| ARTICLE |

····················

Subpart Q--Taking of Marine Mammals Incidental to Navy Operations
of Surveillance Towed Array Sensor System Low Frequency Active
(SURTASS LFA sonar) Sonar
Sec. 216.180 Specified activity.
Regulations in this subpart apply only to the incidental taking of
those marine mammal species specified in paragraph (b) of this section
by the U.S. Navy, Department of Defense, while engaged in the operation
of no more than four SURTASS LFA sonar systems conducting active sonar
operations, in areas specified in paragraph (a) of this section. The
authorized activities, as specified in a Letter of Authorization issued
under Sec. Sec. 216.106 and 216.188, include the transmission of low
frequency sounds from the SURTASS LFA sonar and the transmission of
high frequency sounds from the mitigation
[[Page 46891]]
sonar described in Sec. 216.185 during training, testing, and routine
military operations of SURTASS LFA sonar.
(a) With the exception of those areas specified in Sec.
216.183(d), the incidental taking by harassment may be authorized in
the areas (biomes, provinces, and subprovinces) described in Longhurst
(1998), as specified in a Letter of Authorization.
(b) The incidental take, by Level A and Level B harassment, of
marine mammals from the activity identified in this section is limited
to the following species and species groups:
(1) Mysticete whales--blue (Balaenoptera musculus), fin
(Balaenoptera physalus), minke (Balaenoptera acutorostrata), Bryde's
(Balaenoptera edeni), sei (Balaenoptera borealis), humpback (Megaptera
novaeangliae), North Atlantic right (Eubalaena glacialis), North
Pacific right (Eubalena japonica) southern right (Eubalaena australis),
pygmy right (Capera marginata), bowhead (Balaena mysticetus), and gray
(Eschrichtius robustus) whales.

····················

| GIVEN DATA |

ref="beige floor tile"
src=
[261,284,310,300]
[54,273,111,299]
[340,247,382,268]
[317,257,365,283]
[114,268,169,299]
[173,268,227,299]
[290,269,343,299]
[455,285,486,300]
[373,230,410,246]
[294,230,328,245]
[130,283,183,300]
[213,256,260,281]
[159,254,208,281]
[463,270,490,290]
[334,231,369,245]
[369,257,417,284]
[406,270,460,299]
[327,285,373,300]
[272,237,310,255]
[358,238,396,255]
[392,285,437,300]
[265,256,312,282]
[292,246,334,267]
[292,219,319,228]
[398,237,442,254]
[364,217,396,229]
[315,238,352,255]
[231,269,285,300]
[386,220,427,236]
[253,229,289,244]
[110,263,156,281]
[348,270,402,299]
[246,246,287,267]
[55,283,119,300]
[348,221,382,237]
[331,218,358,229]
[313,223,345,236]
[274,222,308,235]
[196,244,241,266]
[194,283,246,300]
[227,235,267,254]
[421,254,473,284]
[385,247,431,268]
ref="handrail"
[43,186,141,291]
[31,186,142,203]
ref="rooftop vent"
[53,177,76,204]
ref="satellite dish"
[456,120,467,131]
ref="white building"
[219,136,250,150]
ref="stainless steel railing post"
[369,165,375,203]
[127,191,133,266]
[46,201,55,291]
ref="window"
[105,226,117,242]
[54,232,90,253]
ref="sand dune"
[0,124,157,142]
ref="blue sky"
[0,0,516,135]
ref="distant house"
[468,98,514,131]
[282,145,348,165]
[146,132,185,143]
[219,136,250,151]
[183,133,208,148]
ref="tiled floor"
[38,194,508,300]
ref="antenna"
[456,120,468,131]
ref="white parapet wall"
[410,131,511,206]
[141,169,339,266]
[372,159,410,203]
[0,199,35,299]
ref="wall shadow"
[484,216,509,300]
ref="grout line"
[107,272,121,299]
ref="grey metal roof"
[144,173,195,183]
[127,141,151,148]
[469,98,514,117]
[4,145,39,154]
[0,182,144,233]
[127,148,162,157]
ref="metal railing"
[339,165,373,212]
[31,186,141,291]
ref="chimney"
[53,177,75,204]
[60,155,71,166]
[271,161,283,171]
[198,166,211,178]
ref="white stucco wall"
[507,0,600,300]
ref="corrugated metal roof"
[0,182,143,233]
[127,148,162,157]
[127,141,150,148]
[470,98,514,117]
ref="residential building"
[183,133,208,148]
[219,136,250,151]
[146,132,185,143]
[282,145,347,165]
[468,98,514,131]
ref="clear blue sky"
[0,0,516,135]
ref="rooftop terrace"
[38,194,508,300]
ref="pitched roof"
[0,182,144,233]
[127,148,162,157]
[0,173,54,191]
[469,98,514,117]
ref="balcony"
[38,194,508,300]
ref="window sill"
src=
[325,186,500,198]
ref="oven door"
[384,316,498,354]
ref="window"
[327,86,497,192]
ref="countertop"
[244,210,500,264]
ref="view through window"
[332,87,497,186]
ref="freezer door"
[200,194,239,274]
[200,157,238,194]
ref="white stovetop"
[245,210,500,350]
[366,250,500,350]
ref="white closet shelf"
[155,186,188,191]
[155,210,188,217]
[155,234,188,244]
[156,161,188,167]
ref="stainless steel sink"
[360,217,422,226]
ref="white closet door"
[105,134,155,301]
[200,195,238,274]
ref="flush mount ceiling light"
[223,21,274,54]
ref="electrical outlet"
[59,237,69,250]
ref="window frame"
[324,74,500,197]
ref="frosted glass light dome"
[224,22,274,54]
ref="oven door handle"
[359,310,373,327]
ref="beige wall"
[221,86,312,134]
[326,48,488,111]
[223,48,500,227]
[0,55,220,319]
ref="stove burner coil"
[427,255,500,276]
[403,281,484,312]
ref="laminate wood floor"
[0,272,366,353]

····················

| REQUIRED TASKS |
• a. Reproduce the passage of the SURTASS LFA sonar regulation from "216.183(d), the incidental" up to and including "Letter of Authorization." word for word.
• b. Pick out each line of the listing that contains the string "light", and copy those lines.

| TASK-BY-TASK RESULTS |
• a.
216.183(d), the incidental taking by harassment may be authorized in
the areas (biomes, provinces, and subprovinces) described in Longhurst
(1998), as specified in a Letter of Authorization.

• b.
ref="flush mount ceiling light"
ref="frosted glass light dome"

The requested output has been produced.